= Given problem =
Output each line of the material exactly as it stands.

= Records from a collection =
#####

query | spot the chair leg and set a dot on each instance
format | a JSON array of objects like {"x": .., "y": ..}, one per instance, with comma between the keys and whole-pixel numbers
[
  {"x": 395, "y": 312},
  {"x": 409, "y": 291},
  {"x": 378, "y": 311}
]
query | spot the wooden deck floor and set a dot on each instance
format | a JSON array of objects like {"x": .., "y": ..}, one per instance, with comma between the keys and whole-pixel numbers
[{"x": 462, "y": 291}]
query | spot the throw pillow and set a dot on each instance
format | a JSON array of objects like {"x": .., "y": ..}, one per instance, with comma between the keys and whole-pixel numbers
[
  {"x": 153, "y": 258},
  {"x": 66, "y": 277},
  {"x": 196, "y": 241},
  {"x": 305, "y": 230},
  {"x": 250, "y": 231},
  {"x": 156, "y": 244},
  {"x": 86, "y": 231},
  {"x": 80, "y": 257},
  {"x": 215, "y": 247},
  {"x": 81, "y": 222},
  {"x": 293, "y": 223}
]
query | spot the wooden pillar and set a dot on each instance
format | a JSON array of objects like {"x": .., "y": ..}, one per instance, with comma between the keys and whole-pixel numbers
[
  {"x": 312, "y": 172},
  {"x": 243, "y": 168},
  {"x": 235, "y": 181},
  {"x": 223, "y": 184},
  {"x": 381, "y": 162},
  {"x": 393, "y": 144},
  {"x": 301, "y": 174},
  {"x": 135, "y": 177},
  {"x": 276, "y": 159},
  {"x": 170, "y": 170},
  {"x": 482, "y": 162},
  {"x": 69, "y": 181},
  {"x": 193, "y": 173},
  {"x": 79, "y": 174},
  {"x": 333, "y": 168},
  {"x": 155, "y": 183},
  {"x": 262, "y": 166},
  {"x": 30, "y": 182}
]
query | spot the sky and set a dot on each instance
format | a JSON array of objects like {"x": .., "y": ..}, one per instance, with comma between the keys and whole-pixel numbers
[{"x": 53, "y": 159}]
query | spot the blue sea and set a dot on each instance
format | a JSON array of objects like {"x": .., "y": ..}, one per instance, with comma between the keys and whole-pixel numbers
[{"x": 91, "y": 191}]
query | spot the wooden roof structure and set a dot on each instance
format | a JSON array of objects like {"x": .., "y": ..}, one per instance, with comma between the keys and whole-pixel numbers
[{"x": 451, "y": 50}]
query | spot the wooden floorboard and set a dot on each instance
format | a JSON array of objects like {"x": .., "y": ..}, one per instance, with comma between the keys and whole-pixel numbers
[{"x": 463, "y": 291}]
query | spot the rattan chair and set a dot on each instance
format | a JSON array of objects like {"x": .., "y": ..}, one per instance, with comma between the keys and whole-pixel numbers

#####

= Result of the task =
query | spot the chair leg and set a dot on each instance
format | a JSON array of objects like {"x": .., "y": ..}, one per instance, with comma between the keys and whole-pixel numbers
[
  {"x": 395, "y": 312},
  {"x": 409, "y": 291},
  {"x": 378, "y": 311}
]
query | spot the wooden deck floor and set a dot on each instance
format | a JSON array of objects like {"x": .., "y": ..}, one per instance, with comma between the keys and whole-pixel numbers
[{"x": 462, "y": 291}]
query | spot the throw pillow and set a dot on each instance
format | a JSON array of objects like {"x": .., "y": ..}, one per instance, with comma between the keys and whole-pixel numbers
[
  {"x": 153, "y": 258},
  {"x": 66, "y": 277},
  {"x": 196, "y": 241},
  {"x": 305, "y": 230},
  {"x": 250, "y": 231},
  {"x": 156, "y": 244},
  {"x": 86, "y": 231},
  {"x": 80, "y": 257},
  {"x": 215, "y": 247},
  {"x": 81, "y": 222},
  {"x": 293, "y": 223}
]
query | spot the wooden pillar and set a dot on each instance
format | a JSON array of objects like {"x": .., "y": ..}, one per instance, with comma between the keys and whole-pixel numbers
[
  {"x": 312, "y": 172},
  {"x": 243, "y": 168},
  {"x": 235, "y": 181},
  {"x": 223, "y": 184},
  {"x": 381, "y": 162},
  {"x": 393, "y": 144},
  {"x": 301, "y": 174},
  {"x": 135, "y": 177},
  {"x": 276, "y": 159},
  {"x": 170, "y": 170},
  {"x": 482, "y": 162},
  {"x": 69, "y": 181},
  {"x": 193, "y": 173},
  {"x": 79, "y": 174},
  {"x": 333, "y": 168},
  {"x": 155, "y": 183},
  {"x": 262, "y": 166},
  {"x": 30, "y": 182}
]
query | spot the sky and set a dot on each instance
format | a JSON array of objects like {"x": .., "y": ..}, one per instance, with comma between the keys and whole-pixel numbers
[{"x": 53, "y": 159}]
query | spot the blue sea and set a dot on each instance
format | a JSON array of objects like {"x": .., "y": ..}, one per instance, with comma between the keys and whole-pixel numbers
[{"x": 91, "y": 191}]
query | spot the wooden roof structure and set a dot on each instance
format | a JSON array of objects like {"x": .., "y": ..}, one per instance, with comma between the keys and whole-pixel numbers
[{"x": 451, "y": 50}]
query | spot the wooden floorboard and set a dot on each instance
format | a JSON array of objects like {"x": .., "y": ..}, one per instance, with comma between the keys and whole-pixel numbers
[{"x": 463, "y": 291}]
query | spot the rattan chair and set a dot on each instance
format | a JSON array of objects like {"x": .., "y": ..}, one per instance, with comma between the keys and whole-pixel numbers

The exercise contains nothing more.